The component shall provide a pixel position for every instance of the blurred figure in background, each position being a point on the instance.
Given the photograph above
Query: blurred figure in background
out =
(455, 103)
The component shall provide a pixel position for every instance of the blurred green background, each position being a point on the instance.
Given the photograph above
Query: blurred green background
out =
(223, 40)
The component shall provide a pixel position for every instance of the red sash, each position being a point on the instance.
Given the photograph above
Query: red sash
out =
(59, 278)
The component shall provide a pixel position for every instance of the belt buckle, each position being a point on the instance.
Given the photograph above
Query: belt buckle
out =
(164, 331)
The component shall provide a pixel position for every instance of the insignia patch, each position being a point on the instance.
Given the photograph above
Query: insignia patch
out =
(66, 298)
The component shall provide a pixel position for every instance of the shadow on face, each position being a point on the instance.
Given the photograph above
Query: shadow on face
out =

### Task to carry out
Return, unchanged, each line from the line containing "the blurred green" through the last line of the material.

### Written response
The component shall provide a pixel position for every instance of the blurred green background, each position being a point on the instance.
Given the photograph above
Query: blurred green background
out =
(223, 40)
The component shall provide a pixel position for every instance of the red sash, each position being a point on the instance.
Given the photograph above
Query: red sash
out =
(59, 278)
The component shall provide a pixel position for every instance of the belt buckle, each position being a point on the instance.
Given the photograph above
Query: belt buckle
out =
(164, 331)
The component shall provide a pixel position for every instance of the insignia patch, each position being a point on the instance.
Given the photograph above
Query: insignia patch
out =
(66, 298)
The component shall provide a pixel position for every instance of the shadow on face, each position being a point on the instance.
Given the photograph above
Query: shadow on face
out =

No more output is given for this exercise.